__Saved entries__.
_____

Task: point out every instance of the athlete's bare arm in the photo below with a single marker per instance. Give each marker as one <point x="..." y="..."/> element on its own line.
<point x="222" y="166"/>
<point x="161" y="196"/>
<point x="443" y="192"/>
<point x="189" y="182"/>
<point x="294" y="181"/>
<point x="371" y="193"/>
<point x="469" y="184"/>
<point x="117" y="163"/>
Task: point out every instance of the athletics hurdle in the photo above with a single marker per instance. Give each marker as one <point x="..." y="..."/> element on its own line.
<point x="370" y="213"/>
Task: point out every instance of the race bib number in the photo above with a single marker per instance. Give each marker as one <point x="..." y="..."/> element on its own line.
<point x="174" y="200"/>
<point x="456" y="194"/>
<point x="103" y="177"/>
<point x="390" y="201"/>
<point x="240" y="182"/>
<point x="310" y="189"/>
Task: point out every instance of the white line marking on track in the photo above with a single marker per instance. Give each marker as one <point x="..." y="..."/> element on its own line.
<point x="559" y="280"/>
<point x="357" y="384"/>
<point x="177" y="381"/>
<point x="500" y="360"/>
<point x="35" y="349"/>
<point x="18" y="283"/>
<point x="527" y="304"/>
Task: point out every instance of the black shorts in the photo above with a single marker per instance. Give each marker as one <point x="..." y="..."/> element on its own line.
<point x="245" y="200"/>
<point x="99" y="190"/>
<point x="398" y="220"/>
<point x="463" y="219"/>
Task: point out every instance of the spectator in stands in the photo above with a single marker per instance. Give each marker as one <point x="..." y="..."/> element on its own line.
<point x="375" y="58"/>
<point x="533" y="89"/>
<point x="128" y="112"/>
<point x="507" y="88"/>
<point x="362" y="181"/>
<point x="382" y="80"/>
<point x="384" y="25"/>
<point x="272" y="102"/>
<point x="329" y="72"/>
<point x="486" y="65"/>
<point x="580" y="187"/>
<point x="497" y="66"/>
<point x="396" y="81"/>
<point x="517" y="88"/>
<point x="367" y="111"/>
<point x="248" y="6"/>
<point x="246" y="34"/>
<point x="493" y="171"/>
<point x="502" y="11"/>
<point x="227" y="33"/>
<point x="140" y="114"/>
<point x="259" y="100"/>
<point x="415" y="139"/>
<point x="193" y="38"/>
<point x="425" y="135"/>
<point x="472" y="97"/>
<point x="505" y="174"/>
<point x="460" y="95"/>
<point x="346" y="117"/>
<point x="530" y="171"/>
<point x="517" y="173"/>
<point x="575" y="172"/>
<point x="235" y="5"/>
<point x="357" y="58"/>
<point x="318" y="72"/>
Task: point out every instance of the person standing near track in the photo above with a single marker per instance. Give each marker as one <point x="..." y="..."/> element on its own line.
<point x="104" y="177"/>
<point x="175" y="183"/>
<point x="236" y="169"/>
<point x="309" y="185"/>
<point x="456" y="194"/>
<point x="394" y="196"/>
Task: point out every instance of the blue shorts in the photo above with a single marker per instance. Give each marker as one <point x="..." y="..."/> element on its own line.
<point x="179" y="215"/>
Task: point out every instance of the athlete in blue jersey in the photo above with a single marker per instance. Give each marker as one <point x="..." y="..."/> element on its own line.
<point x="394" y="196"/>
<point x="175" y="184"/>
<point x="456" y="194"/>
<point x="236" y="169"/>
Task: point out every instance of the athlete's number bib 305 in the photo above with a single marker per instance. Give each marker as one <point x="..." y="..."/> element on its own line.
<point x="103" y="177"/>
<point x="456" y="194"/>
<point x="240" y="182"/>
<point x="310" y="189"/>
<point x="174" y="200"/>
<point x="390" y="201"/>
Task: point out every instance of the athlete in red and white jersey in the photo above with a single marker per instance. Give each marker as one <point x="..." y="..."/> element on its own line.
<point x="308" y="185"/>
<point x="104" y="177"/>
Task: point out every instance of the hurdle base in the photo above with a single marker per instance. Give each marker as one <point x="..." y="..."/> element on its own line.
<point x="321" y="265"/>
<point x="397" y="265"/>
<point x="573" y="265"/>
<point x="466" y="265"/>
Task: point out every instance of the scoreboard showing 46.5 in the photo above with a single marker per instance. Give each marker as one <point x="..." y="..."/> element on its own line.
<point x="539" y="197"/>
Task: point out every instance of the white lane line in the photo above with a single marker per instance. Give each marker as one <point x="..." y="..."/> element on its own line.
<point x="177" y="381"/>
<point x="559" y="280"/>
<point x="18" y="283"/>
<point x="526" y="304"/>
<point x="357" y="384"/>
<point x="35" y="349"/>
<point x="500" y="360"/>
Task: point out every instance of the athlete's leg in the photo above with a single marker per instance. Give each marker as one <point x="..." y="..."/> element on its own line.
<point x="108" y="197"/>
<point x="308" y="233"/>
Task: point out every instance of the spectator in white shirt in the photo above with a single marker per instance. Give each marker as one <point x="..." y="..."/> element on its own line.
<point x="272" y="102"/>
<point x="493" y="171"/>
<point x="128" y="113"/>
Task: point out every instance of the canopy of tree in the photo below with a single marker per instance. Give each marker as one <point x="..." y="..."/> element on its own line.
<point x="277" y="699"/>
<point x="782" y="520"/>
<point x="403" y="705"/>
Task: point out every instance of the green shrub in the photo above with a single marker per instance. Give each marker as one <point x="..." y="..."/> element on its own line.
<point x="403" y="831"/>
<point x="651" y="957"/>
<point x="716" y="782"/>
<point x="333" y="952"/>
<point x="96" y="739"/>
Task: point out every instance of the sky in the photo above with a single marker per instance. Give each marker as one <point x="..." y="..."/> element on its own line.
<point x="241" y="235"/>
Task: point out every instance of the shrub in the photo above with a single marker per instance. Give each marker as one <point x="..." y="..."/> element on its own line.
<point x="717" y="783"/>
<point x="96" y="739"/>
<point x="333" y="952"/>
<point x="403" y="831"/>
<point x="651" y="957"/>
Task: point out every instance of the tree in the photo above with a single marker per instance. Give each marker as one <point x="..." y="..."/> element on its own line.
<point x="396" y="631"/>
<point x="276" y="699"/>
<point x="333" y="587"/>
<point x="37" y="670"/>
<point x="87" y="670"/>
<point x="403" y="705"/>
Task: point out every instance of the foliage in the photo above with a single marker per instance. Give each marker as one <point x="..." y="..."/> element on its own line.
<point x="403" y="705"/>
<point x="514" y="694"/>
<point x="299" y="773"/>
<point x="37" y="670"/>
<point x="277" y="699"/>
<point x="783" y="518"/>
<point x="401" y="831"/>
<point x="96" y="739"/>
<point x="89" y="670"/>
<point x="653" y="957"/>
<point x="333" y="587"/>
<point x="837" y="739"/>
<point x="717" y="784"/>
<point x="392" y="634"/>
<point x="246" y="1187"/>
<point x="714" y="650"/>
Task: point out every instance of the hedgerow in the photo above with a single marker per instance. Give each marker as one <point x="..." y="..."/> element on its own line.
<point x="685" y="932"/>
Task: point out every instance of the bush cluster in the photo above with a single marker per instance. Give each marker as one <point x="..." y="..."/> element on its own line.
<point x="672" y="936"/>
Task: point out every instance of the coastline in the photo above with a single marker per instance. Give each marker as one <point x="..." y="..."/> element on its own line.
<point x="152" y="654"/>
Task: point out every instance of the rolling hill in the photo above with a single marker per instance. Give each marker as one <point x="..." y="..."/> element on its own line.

_____

Render the items above as a JSON list of strings, one string per line and no strings for blank lines.

__Task output__.
[
  "Task: point out every instance of the athlete's bare arm in the photo below with a single marker per instance. Give each marker as one <point x=\"...\" y=\"...\"/> element on its own line.",
  "<point x=\"222\" y=\"166\"/>",
  "<point x=\"161\" y=\"196\"/>",
  "<point x=\"443\" y=\"192\"/>",
  "<point x=\"189\" y=\"182\"/>",
  "<point x=\"294\" y=\"181\"/>",
  "<point x=\"371\" y=\"193\"/>",
  "<point x=\"469\" y=\"184\"/>",
  "<point x=\"117\" y=\"163\"/>",
  "Task: point out every instance of the athletics hurdle in the photo above with a single marker per instance. Give each marker as one <point x=\"...\" y=\"...\"/> element on its own line.",
  "<point x=\"370\" y=\"213\"/>",
  "Task: point out every instance of the race bib number in the photo above with a single marker per instance. Give each marker as one <point x=\"...\" y=\"...\"/> element on its own line.",
  "<point x=\"174\" y=\"200\"/>",
  "<point x=\"456\" y=\"194\"/>",
  "<point x=\"103\" y=\"177\"/>",
  "<point x=\"390\" y=\"201\"/>",
  "<point x=\"240\" y=\"182\"/>",
  "<point x=\"310\" y=\"189\"/>",
  "Task: point out every instance of the white line marking on track in the photo above with a single marker per instance. Give each marker as one <point x=\"...\" y=\"...\"/> element on its own line.",
  "<point x=\"559\" y=\"280\"/>",
  "<point x=\"357\" y=\"384\"/>",
  "<point x=\"177\" y=\"381\"/>",
  "<point x=\"500\" y=\"360\"/>",
  "<point x=\"35\" y=\"349\"/>",
  "<point x=\"18\" y=\"283\"/>",
  "<point x=\"527\" y=\"304\"/>",
  "Task: point out every instance of the black shorts in the photo above with a single marker per instance. Give each marker as one <point x=\"...\" y=\"...\"/> element on its own line.",
  "<point x=\"245\" y=\"200\"/>",
  "<point x=\"99\" y=\"190\"/>",
  "<point x=\"398\" y=\"220\"/>",
  "<point x=\"463\" y=\"219\"/>",
  "Task: point out every instance of the spectator in stands in the photo above with a single marker per instance. Give each marker as one <point x=\"...\" y=\"...\"/> element on its own line.",
  "<point x=\"375\" y=\"58\"/>",
  "<point x=\"533\" y=\"89\"/>",
  "<point x=\"128\" y=\"112\"/>",
  "<point x=\"507\" y=\"88\"/>",
  "<point x=\"362\" y=\"181\"/>",
  "<point x=\"382\" y=\"80\"/>",
  "<point x=\"384\" y=\"25\"/>",
  "<point x=\"272\" y=\"102\"/>",
  "<point x=\"329\" y=\"72\"/>",
  "<point x=\"486\" y=\"65\"/>",
  "<point x=\"580\" y=\"187\"/>",
  "<point x=\"497\" y=\"66\"/>",
  "<point x=\"396\" y=\"81\"/>",
  "<point x=\"517\" y=\"88\"/>",
  "<point x=\"367\" y=\"111\"/>",
  "<point x=\"248\" y=\"6\"/>",
  "<point x=\"246\" y=\"34\"/>",
  "<point x=\"493\" y=\"171\"/>",
  "<point x=\"502\" y=\"11\"/>",
  "<point x=\"227\" y=\"33\"/>",
  "<point x=\"140\" y=\"114\"/>",
  "<point x=\"259\" y=\"100\"/>",
  "<point x=\"415\" y=\"139\"/>",
  "<point x=\"193\" y=\"38\"/>",
  "<point x=\"425\" y=\"135\"/>",
  "<point x=\"472\" y=\"97\"/>",
  "<point x=\"505\" y=\"174\"/>",
  "<point x=\"460\" y=\"95\"/>",
  "<point x=\"346\" y=\"117\"/>",
  "<point x=\"530\" y=\"171\"/>",
  "<point x=\"517\" y=\"173\"/>",
  "<point x=\"575\" y=\"172\"/>",
  "<point x=\"235\" y=\"5\"/>",
  "<point x=\"357\" y=\"58\"/>",
  "<point x=\"318\" y=\"72\"/>",
  "Task: point out every instance of the person standing near track in the photo above with a single marker per instance. Give each marker as one <point x=\"...\" y=\"...\"/> element on its own line.",
  "<point x=\"104\" y=\"177\"/>",
  "<point x=\"175\" y=\"183\"/>",
  "<point x=\"236\" y=\"169\"/>",
  "<point x=\"309\" y=\"185\"/>",
  "<point x=\"456\" y=\"194\"/>",
  "<point x=\"394\" y=\"196\"/>",
  "Task: point out every instance of the blue shorts in the photo above with a single marker per instance. Give each marker as one <point x=\"...\" y=\"...\"/> element on its own line.",
  "<point x=\"179\" y=\"215\"/>",
  "Task: point out every instance of the athlete in blue jersey in the photo above with a single marker per instance. Give each marker as one <point x=\"...\" y=\"...\"/> element on its own line.",
  "<point x=\"394\" y=\"196\"/>",
  "<point x=\"175\" y=\"184\"/>",
  "<point x=\"456\" y=\"194\"/>",
  "<point x=\"236\" y=\"169\"/>",
  "Task: point out every instance of the athlete's number bib 305 in the photo above with a single marker per instance. Give each marker as one <point x=\"...\" y=\"...\"/> element on its own line.",
  "<point x=\"103\" y=\"177\"/>",
  "<point x=\"456\" y=\"194\"/>",
  "<point x=\"240\" y=\"182\"/>",
  "<point x=\"310\" y=\"189\"/>",
  "<point x=\"174\" y=\"200\"/>",
  "<point x=\"390\" y=\"201\"/>",
  "Task: point out every instance of the athlete in red and white jersey in the photo above with a single marker per instance. Give each marker as one <point x=\"...\" y=\"...\"/> element on its own line.",
  "<point x=\"308\" y=\"185\"/>",
  "<point x=\"104\" y=\"177\"/>",
  "Task: point out every instance of the hurdle base in the photo above with a single marker per instance. Give each marker as one <point x=\"...\" y=\"...\"/> element on its own line.",
  "<point x=\"321\" y=\"265\"/>",
  "<point x=\"397\" y=\"265\"/>",
  "<point x=\"573\" y=\"265\"/>",
  "<point x=\"466\" y=\"265\"/>",
  "Task: point out every instance of the scoreboard showing 46.5 in the photo above with a single marker per instance. Give each marker as one <point x=\"...\" y=\"...\"/> element on its own line.",
  "<point x=\"539\" y=\"197\"/>",
  "Task: point out every instance of the white lane line in the photo above with a single marker per instance. Give each marker as one <point x=\"...\" y=\"...\"/> element on its own line.",
  "<point x=\"177\" y=\"381\"/>",
  "<point x=\"559\" y=\"280\"/>",
  "<point x=\"18\" y=\"283\"/>",
  "<point x=\"526\" y=\"304\"/>",
  "<point x=\"357\" y=\"384\"/>",
  "<point x=\"35\" y=\"349\"/>",
  "<point x=\"500\" y=\"360\"/>",
  "Task: point out every instance of the athlete's leg in the photo above with a single marker per instance. Give each marker as one <point x=\"...\" y=\"...\"/> element on its own line.",
  "<point x=\"108\" y=\"197\"/>",
  "<point x=\"308\" y=\"233\"/>",
  "Task: point out every instance of the spectator in white shirt in the photo above with a single marker per instance. Give each marker as one <point x=\"...\" y=\"...\"/> element on its own line.",
  "<point x=\"272\" y=\"102\"/>",
  "<point x=\"493\" y=\"171\"/>",
  "<point x=\"128\" y=\"113\"/>",
  "Task: point out every instance of the canopy of tree in the photo below with a single marker per instance. Give each marker as one <point x=\"...\" y=\"...\"/> element on its own line.",
  "<point x=\"277\" y=\"699\"/>",
  "<point x=\"782\" y=\"520\"/>",
  "<point x=\"403\" y=\"705\"/>",
  "Task: point out every instance of the green shrub in the photo above with a single marker per instance. Give each marker as one <point x=\"...\" y=\"...\"/> element on its own line.",
  "<point x=\"403\" y=\"831\"/>",
  "<point x=\"651\" y=\"957\"/>",
  "<point x=\"716\" y=\"782\"/>",
  "<point x=\"333\" y=\"952\"/>",
  "<point x=\"96\" y=\"739\"/>",
  "Task: point out every instance of the sky in the photo above with a single marker per instance. Give each marker as one <point x=\"...\" y=\"...\"/> element on its own line.",
  "<point x=\"241\" y=\"235\"/>",
  "Task: point out every instance of the shrub in the photo above with a single marker per instance. Give each marker as one <point x=\"...\" y=\"...\"/> element on its own line.",
  "<point x=\"717\" y=\"783\"/>",
  "<point x=\"96\" y=\"739\"/>",
  "<point x=\"333\" y=\"952\"/>",
  "<point x=\"403\" y=\"831\"/>",
  "<point x=\"651\" y=\"957\"/>",
  "Task: point out every instance of the tree in the photo above with a single marker per instance. Give each marker as one <point x=\"...\" y=\"...\"/> element on its own line.",
  "<point x=\"396\" y=\"631\"/>",
  "<point x=\"276\" y=\"699\"/>",
  "<point x=\"333\" y=\"587\"/>",
  "<point x=\"37\" y=\"670\"/>",
  "<point x=\"87\" y=\"670\"/>",
  "<point x=\"403\" y=\"705\"/>",
  "Task: point out every instance of the foliage in the photo above with a single marker per instance. Give each marker as one <point x=\"...\" y=\"...\"/> element on its own line.",
  "<point x=\"403\" y=\"705\"/>",
  "<point x=\"514\" y=\"694\"/>",
  "<point x=\"299\" y=\"773\"/>",
  "<point x=\"37\" y=\"670\"/>",
  "<point x=\"277\" y=\"699\"/>",
  "<point x=\"783\" y=\"518\"/>",
  "<point x=\"401\" y=\"831\"/>",
  "<point x=\"96\" y=\"739\"/>",
  "<point x=\"89\" y=\"670\"/>",
  "<point x=\"653\" y=\"957\"/>",
  "<point x=\"333\" y=\"587\"/>",
  "<point x=\"837\" y=\"739\"/>",
  "<point x=\"717\" y=\"784\"/>",
  "<point x=\"392\" y=\"634\"/>",
  "<point x=\"246\" y=\"1187\"/>",
  "<point x=\"714\" y=\"650\"/>",
  "Task: point out every instance of the hedgerow in the photo above with a single marker per instance. Give each marker as one <point x=\"...\" y=\"...\"/> element on its own line.",
  "<point x=\"685\" y=\"932\"/>",
  "Task: point out every instance of the bush cluster in the photo above with a single marker per instance. Give each marker as one <point x=\"...\" y=\"...\"/> element on its own line.",
  "<point x=\"672\" y=\"936\"/>",
  "Task: point out every instance of the coastline in the photo above with a single marker per instance. Give each marker as one <point x=\"...\" y=\"...\"/> element on its own line.",
  "<point x=\"152\" y=\"654\"/>",
  "Task: point out every instance of the rolling hill in the photo above with a single marker per instance. Give each marker as one <point x=\"...\" y=\"...\"/> element on its own line."
]